━━ Data provided

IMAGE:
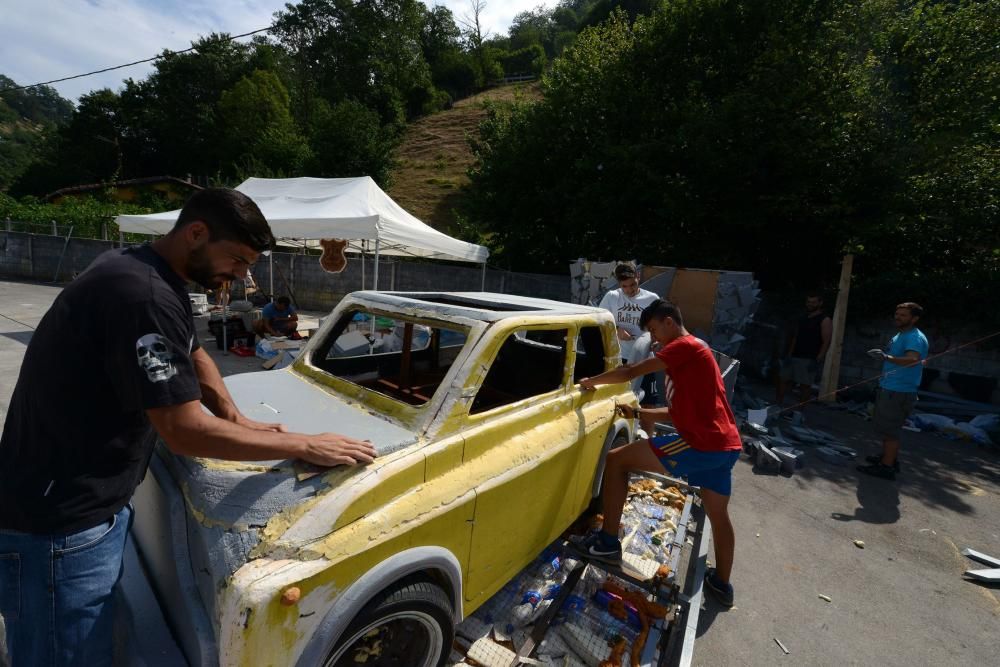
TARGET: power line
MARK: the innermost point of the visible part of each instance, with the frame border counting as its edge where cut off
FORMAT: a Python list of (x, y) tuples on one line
[(137, 62)]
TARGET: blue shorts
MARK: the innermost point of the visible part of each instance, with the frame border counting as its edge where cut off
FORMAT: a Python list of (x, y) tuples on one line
[(709, 470)]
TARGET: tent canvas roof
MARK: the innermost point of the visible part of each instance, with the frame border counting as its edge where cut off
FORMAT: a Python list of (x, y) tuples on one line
[(356, 209)]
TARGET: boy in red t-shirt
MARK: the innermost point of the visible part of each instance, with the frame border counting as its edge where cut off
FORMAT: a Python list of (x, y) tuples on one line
[(704, 449)]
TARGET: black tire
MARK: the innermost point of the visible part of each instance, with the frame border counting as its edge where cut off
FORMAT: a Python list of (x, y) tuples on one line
[(410, 624)]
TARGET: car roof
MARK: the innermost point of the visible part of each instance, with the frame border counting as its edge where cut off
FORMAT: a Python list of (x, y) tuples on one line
[(485, 306)]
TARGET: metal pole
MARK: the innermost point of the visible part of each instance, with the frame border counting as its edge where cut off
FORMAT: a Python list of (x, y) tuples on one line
[(62, 254)]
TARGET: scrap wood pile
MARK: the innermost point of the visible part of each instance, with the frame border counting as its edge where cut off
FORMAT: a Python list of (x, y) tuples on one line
[(605, 621)]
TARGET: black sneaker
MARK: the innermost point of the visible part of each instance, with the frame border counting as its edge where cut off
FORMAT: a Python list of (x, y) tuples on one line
[(878, 470), (600, 546), (720, 591), (875, 458)]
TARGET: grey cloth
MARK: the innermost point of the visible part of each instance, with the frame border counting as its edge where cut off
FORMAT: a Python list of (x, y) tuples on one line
[(891, 410)]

━━━━

When copying the listing, print each line exactly but leave out every picture.

IMAGE:
TARGET: power line
MARK: the innermost point of the visible part of each instance, with the frame border counting as its edge where cut off
FORMAT: a Python list of (x, y) tuples on one line
[(137, 62)]
TARGET: blue shorts
MARK: the innermost point of the visible part of each instance, with the frame border counting as its edge where cut off
FORMAT: a Python list of (x, y) tuples on one line
[(709, 470)]
TARGET: tent canvas roof
MARK: the innermost point of the visible part of each instance, with the frame border counting as its edge where cut off
FORMAT: a Python list of (x, y) tuples on one line
[(356, 209)]
TARGET: boy in red t-shirt
MARK: the innermost point of the visible part of each instance, with the frame border counting as its edge where cut off
FORMAT: a Python list of (x, y) tuples on one line
[(704, 449)]
TARGET: black tire
MARK: the innermost point of the visible part of each instance, with the frame border counting as its edge where cut off
FORMAT: a Python list of (x, y) tuples on one line
[(410, 624)]
TARGET: car roof
MARK: the innermost point of the visible part of each instance, with the frame border counting as its edge where cut off
FORMAT: a Python list of (x, y) tuples on one line
[(485, 306)]
TARGET: metal pole
MARK: the innermost point of the visible part of each instance, with the frame border counting as its edge where cut off
FORMAT: a Python list of (x, y) tuples on one line
[(62, 254)]
TARGET: scrap wood pile
MARK: the innermost point of the visible part of each instance, with the frame border counting as its edge where cut off
FORMAT: a Python list of (x, y) tuples on one line
[(605, 621)]
TARGET: black sneaker
MARK: the innermost point of the visible part of each instance, with the frame border counting as its edge where cut off
FORMAT: a Python list of (x, y) tuples on one line
[(878, 470), (600, 546), (720, 591), (875, 458)]
TARGET: grey cloth
MARK: the innermost point of the visible part of each instance, with the frame border counting as its edge where cut off
FORMAT: a Python list of (x, y) tuples on one line
[(891, 410)]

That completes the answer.